Exercise directions:
Count the lines in the records below that contain the word "like". Reply with only that number.

+++ Data extract +++

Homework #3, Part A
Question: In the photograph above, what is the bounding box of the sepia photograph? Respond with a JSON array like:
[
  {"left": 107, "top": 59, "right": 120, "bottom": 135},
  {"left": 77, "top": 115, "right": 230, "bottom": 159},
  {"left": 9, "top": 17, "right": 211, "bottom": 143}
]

+++
+++ Data extract +++

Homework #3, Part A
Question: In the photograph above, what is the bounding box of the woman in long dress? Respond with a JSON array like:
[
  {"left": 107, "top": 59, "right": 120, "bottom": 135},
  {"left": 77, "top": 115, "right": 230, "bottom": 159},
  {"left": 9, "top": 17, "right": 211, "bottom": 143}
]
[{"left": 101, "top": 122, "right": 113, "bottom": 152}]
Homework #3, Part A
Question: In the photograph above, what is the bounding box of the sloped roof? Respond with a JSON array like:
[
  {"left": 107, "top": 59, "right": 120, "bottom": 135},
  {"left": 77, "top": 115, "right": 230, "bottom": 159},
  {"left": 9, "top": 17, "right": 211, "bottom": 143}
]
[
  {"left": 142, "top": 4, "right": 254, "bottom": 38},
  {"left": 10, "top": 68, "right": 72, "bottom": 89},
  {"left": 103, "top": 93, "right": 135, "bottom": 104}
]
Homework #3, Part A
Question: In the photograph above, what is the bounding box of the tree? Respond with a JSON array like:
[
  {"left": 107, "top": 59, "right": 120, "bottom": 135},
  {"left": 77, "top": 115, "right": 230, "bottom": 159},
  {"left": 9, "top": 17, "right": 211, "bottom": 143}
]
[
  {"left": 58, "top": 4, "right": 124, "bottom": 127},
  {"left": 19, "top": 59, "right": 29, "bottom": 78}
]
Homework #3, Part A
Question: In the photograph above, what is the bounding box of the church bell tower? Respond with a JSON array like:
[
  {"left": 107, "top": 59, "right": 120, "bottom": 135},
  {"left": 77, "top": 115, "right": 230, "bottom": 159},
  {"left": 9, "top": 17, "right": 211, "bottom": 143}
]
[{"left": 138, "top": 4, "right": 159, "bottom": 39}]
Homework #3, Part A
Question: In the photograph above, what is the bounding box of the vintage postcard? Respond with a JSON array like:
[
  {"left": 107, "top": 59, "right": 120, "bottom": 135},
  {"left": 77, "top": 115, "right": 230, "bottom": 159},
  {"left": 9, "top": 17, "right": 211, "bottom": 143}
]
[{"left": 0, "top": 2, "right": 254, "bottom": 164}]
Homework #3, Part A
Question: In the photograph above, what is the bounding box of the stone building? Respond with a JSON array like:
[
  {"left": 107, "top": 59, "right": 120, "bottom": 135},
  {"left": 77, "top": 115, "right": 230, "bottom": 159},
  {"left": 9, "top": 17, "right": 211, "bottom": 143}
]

+++

Finished task:
7